▶ **Excerpt**:
Limitations & Future Work

  1. No analysis of when pseudo forgetting occurs: The stage during new task learning at which instruction dependence begins to decrease transitionally has not been tracked.
  2. Unexplored task/domain specificity: Whether pseudo forgetting is more severe on certain task types (e.g., generation vs. classification) and its relationship with data distribution remain uninvestigated.
  3. RGD requires the pre-forgetting model: Calculating \(\text{PPL}_{b\text{-}f}\) requires saving snapshots of the model before forgetting, which increases storage costs.
  4. Only replay-based methods are tested: The generalizability of RGD when combined with regularization or architectural expansion methods remains unverified.
  5. Single evaluation metric: RGD is a single-dimensional metric, and the paper itself acknowledges that the quantification of pseudo forgetting could be multi-dimensional.
  6. High search cost of GCG: Sample-by-sample suffix searching is used solely for analysis and is impractical as a real-world mitigation strategy.

vs Kotha et al., 2024 (Task Inference Hypothesis)

Kotha et al. proposed that fine-tuning biases toward new task inference rather than losing old capabilities, but only validated this on synthetic datasets and small Transformers. This study directly proves a similar hypothesis on natural language datasets + 7B/13B scale LLMs, and provides stronger causal evidence through GCG suffix experiments—not only proving that "capabilities are still there", but also further locating the cause (decreased instruction dependence).

vs Jiang et al., 2024 (Instruction Vector)

Jiang et al. also argued that forgetting stems from a decline in instruction-following capability, but used an inconsistent setup of instruction-following during training and prefix completion during probing. This work maintains the instruction-following setting throughout (including running GCG experiments within the instruction template), offering stronger consistency and persuasiveness in experimental design.

▶ **Data extracts**:
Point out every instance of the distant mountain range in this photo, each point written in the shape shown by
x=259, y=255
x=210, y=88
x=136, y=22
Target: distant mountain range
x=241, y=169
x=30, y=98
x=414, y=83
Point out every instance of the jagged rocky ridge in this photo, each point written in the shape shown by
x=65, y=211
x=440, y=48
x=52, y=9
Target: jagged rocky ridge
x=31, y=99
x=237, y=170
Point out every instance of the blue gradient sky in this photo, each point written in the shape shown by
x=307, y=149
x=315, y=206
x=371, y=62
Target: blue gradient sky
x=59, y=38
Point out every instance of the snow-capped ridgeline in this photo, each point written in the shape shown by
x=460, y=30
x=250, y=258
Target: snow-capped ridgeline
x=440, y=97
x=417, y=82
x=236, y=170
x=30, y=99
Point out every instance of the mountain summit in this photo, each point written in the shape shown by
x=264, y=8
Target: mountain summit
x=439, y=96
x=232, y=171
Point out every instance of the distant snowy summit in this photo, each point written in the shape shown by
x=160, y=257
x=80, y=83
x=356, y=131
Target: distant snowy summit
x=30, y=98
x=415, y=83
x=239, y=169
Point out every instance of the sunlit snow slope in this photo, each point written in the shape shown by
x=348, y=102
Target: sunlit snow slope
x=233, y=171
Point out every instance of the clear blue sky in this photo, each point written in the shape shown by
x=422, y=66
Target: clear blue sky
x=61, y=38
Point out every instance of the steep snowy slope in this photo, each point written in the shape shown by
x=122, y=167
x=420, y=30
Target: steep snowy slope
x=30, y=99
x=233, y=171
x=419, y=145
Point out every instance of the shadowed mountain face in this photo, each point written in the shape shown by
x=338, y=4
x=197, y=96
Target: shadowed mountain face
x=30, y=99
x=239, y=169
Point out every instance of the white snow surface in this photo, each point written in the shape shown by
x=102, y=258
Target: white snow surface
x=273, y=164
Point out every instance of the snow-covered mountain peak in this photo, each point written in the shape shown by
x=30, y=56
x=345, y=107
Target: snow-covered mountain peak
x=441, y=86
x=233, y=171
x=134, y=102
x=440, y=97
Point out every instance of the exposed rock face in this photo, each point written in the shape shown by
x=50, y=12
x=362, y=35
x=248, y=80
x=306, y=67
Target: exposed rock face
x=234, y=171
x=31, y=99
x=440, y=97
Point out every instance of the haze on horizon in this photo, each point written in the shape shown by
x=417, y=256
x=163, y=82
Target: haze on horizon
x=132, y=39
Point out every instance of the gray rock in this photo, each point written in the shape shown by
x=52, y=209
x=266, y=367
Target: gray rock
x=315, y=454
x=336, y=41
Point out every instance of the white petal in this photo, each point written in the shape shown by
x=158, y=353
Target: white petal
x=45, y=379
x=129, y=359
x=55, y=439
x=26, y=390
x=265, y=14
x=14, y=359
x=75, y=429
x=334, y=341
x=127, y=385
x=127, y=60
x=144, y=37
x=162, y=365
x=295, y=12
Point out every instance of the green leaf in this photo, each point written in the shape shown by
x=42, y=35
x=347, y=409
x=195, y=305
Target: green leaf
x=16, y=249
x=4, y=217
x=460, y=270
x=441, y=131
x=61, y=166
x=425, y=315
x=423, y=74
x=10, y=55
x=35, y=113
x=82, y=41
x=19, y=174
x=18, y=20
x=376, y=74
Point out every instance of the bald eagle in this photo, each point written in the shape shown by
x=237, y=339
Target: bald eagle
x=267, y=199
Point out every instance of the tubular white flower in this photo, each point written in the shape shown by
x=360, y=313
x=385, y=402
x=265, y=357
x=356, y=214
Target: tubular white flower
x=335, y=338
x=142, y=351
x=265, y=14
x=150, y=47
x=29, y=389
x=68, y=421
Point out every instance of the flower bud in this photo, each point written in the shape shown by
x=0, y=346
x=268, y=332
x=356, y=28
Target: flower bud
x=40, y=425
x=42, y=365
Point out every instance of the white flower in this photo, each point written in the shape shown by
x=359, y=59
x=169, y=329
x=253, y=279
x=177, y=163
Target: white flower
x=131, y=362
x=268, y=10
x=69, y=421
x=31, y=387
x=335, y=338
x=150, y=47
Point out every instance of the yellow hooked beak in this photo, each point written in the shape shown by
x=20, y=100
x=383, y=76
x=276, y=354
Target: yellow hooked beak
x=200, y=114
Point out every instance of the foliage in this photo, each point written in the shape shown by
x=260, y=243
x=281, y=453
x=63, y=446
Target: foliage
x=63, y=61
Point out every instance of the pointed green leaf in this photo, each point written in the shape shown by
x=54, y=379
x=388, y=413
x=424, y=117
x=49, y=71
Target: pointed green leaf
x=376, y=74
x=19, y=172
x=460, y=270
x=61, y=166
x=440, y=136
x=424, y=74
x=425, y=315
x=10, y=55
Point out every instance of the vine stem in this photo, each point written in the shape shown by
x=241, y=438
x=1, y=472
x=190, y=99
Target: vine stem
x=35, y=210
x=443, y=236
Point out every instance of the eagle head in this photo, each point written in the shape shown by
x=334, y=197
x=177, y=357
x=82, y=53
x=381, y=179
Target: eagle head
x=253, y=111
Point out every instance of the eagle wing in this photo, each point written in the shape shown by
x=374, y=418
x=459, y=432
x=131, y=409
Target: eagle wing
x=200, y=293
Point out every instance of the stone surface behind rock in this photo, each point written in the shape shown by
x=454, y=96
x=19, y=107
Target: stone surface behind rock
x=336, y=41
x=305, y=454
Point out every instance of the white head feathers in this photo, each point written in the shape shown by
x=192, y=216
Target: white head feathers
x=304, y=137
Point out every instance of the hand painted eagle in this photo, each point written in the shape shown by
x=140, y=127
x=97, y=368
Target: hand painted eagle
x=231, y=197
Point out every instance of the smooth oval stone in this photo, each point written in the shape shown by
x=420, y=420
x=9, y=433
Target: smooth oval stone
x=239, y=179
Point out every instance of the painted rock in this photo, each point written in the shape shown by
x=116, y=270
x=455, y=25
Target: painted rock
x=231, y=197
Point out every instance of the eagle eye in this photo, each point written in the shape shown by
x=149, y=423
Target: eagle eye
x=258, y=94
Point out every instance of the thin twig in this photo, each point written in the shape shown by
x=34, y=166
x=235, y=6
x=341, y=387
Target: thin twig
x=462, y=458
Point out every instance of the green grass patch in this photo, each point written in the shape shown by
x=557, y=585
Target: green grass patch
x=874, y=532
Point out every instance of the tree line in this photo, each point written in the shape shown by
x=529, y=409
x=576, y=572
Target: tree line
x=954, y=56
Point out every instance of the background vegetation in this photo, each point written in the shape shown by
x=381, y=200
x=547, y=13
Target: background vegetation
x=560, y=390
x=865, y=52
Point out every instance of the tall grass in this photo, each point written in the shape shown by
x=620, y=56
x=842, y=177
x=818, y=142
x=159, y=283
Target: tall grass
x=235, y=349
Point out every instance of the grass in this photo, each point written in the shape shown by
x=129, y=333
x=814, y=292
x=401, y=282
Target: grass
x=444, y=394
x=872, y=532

▶ **Task instructions**:
a. Using the excerpt, decide whether each statement agrees with it, answering yes or no and quoting the deciding words: (i) Kotha et al. tested their hypothesis only on synthetic datasets and small Transformers; (ii) RGD has been verified in combination with regularization methods; (iii) Jiang et al. used prefix completion during probing.
b. Please list the heading of each numbered limitation in the excerpt.

▶ **Answers by item**:
a.
(i) Yes: "only validated this on synthetic datasets and small Transformers"
(ii) No: "The generalizability of RGD when combined with regularization or architectural expansion methods remains unverified."
(iii) Yes: "prefix completion during probing"

b.
No analysis of when pseudo forgetting occurs
Unexplored task/domain specificity
RGD requires the pre-forgetting model
Only replay-based methods are tested
Single evaluation metric
High search cost of GCG